[Natural language region descriptions]
==================================================
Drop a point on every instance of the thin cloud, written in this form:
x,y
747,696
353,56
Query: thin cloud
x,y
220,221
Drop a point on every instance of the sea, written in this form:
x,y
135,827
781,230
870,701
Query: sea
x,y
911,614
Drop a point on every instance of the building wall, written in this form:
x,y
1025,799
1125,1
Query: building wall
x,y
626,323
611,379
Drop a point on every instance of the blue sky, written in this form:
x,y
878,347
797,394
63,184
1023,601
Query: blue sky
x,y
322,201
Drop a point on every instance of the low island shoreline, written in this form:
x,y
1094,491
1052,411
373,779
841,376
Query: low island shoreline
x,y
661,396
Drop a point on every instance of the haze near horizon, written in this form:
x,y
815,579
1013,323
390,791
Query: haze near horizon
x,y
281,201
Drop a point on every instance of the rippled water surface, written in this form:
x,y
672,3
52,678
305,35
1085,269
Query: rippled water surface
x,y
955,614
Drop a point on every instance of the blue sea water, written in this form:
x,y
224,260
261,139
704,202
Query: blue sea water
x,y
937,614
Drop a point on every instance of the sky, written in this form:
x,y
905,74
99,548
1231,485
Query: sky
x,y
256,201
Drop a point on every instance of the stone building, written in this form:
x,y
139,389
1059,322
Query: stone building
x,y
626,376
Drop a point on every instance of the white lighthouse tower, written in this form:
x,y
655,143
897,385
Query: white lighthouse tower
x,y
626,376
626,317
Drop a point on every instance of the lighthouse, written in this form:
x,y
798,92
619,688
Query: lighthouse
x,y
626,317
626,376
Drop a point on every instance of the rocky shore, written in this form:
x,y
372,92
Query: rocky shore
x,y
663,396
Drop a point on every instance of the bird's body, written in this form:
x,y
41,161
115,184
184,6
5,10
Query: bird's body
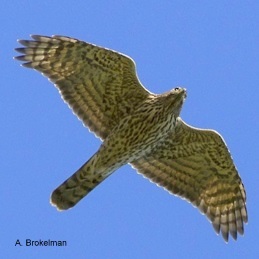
==================================================
* **Work to be completed**
Which lines of the data include the string "bird"? Find them and copy each one.

* **Output of the task**
Drop a point on every instance of the bird's body, written in this form:
Query: bird's body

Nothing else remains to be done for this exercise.